● **WORK INSTRUCTIONS**:
Write out the lines that open with the one containing "The scan below contains the black" and close with the one containing "[294,446,459,560]" as a numbered list. Leave out blank lines and the picture.
________________________________________
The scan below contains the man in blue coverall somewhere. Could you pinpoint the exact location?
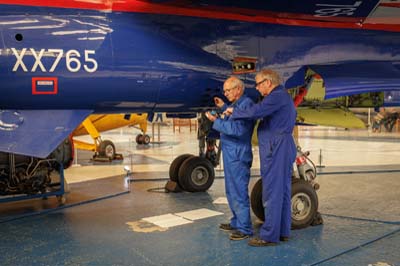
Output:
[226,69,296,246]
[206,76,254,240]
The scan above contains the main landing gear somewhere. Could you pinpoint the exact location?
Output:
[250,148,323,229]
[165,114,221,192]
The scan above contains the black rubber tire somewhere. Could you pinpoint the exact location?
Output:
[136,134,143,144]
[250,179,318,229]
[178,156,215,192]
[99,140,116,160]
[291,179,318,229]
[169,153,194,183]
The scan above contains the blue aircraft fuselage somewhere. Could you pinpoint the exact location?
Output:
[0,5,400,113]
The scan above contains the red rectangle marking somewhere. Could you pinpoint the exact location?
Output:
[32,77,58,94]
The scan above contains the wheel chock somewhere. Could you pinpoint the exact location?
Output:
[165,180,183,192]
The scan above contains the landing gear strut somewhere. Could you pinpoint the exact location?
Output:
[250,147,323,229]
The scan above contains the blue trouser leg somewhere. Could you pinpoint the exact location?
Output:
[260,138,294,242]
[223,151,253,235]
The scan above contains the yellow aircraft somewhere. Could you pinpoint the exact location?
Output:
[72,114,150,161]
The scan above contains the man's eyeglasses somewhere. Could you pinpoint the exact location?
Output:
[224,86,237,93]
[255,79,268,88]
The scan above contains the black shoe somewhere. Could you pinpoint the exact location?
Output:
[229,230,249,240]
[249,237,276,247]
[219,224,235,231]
________________________________________
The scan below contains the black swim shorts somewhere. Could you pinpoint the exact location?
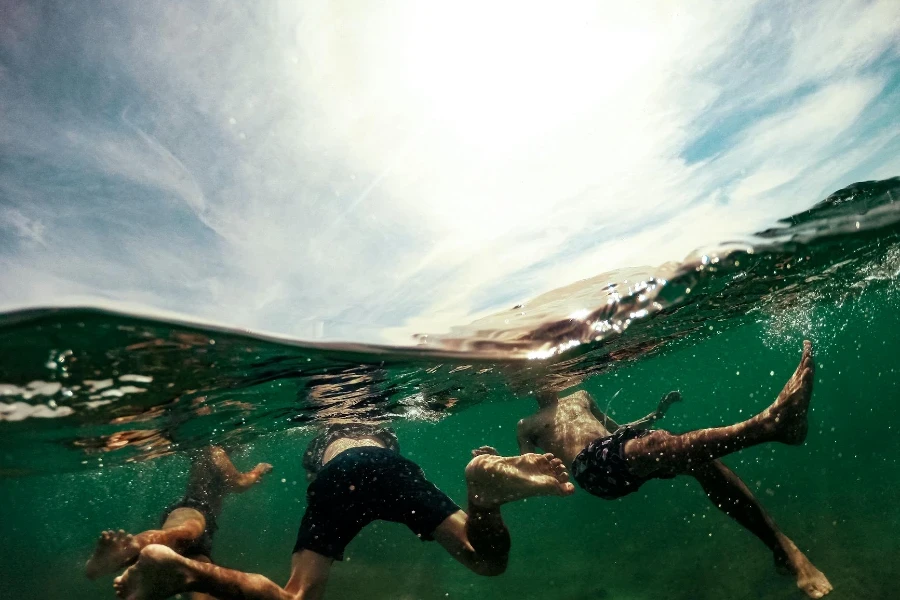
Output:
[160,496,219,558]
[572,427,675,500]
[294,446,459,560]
________________________________________
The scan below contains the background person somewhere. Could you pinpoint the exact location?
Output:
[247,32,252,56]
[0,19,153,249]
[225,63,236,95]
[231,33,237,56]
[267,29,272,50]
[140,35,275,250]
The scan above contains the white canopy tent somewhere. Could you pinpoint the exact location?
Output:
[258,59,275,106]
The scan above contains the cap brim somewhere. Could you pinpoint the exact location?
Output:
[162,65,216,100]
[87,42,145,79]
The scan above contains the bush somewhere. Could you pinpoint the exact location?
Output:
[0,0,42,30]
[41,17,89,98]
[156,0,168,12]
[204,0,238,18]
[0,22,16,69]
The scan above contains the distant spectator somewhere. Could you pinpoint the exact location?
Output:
________________________________________
● **RESULT FOR THIS EXERCISE**:
1. The scan below contains the black swim shorts somewhere. Could you pinpoint the exact location?
2. Output:
3. [160,496,219,558]
4. [572,427,675,500]
5. [294,446,459,560]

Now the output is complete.